═════ EXERCISE MATERIAL ═════

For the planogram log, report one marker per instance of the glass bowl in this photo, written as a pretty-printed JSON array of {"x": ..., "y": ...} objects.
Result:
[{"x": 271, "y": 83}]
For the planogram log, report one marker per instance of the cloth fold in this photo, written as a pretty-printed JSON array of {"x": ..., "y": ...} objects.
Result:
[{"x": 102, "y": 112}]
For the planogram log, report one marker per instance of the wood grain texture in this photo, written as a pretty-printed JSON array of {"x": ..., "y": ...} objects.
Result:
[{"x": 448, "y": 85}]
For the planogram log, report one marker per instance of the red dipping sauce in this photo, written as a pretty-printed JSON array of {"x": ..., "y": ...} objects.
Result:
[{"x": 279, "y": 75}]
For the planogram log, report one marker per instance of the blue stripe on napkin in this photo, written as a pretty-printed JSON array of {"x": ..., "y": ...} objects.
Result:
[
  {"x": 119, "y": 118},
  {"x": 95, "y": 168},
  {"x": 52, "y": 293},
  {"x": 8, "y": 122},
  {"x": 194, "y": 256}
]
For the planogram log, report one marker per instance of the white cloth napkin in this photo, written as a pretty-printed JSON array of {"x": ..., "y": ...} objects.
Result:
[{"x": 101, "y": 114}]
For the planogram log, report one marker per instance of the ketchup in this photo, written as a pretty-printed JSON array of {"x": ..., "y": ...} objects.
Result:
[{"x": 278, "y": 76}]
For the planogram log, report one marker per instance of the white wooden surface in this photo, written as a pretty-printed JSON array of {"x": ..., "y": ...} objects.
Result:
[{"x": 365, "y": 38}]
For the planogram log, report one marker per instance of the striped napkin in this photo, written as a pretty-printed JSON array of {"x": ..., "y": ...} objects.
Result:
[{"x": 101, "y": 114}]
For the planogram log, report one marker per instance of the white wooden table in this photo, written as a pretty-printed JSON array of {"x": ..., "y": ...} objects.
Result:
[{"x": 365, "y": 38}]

═════

TASK INSTRUCTIONS: Reproduce all of the material above verbatim, line for line and in its original order, including every result.

FULL ANSWER:
For the planogram log, report one marker per instance of the glass bowl in this photo, written as a pretty-printed JSON array of {"x": ..., "y": ...} objects.
Result:
[{"x": 271, "y": 83}]
For the planogram log, report one marker per instance of the cloth fold in this photo, written as a pretty-printed JSON array of {"x": ..., "y": ...} objects.
Result:
[{"x": 102, "y": 112}]
For the planogram log, report one marker per instance of the wood grain texture in this photo, written as a pretty-printed JSON array of {"x": ..., "y": ...} objects.
Result:
[{"x": 448, "y": 85}]
For the planogram log, report one marker per instance of the red dipping sauce in this photo, written as a pretty-printed JSON array of {"x": ..., "y": ...} objects.
Result:
[{"x": 279, "y": 75}]
For the planogram log, report one marker per instance of the blue stripe on napkin in this photo, written as a pretty-printed JSON array of {"x": ..., "y": ...} objects.
Result:
[
  {"x": 119, "y": 118},
  {"x": 95, "y": 168},
  {"x": 52, "y": 293},
  {"x": 8, "y": 122},
  {"x": 194, "y": 256}
]
For the planogram log, report one marker per instance of the white cloth napkin in this photo, written as a pretty-printed JSON array of {"x": ..., "y": ...} objects.
Result:
[{"x": 101, "y": 114}]
For the planogram log, report one marker per instance of the ketchup in this photo, written as a pretty-printed JSON array of {"x": ..., "y": ...} objects.
Result:
[{"x": 278, "y": 76}]
For the planogram log, report one marker per instance of the white wooden surface in this photo, written as a pretty-printed JSON array of {"x": ..., "y": ...} objects.
Result:
[{"x": 365, "y": 38}]
For the planogram log, report one marker per instance of the striped napkin in this photo, written as a pretty-printed JSON array of {"x": ..., "y": ...} objects.
Result:
[{"x": 101, "y": 114}]
For the planogram log, report one marker per instance of the white wooden table in this photo, written as a pretty-printed JSON array of {"x": ..., "y": ...} objects.
Result:
[{"x": 365, "y": 38}]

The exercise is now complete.